What you are asked to do:
Reproduce all the entries exactly and keep the pictures out.

Records for processing:

· · ·

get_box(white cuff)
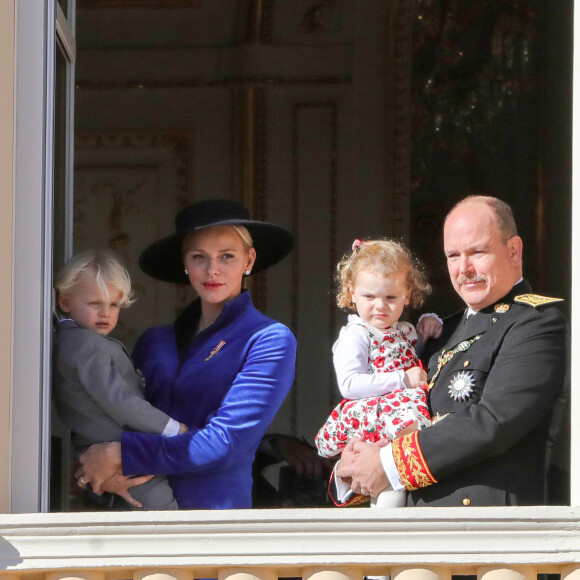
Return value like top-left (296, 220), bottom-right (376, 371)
top-left (380, 444), bottom-right (405, 491)
top-left (418, 312), bottom-right (443, 327)
top-left (332, 460), bottom-right (356, 503)
top-left (162, 418), bottom-right (181, 437)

· · ·

Worked solution:
get_box(white cuff)
Return value like top-left (296, 220), bottom-right (376, 371)
top-left (380, 444), bottom-right (405, 491)
top-left (418, 312), bottom-right (443, 327)
top-left (332, 460), bottom-right (356, 503)
top-left (162, 418), bottom-right (181, 437)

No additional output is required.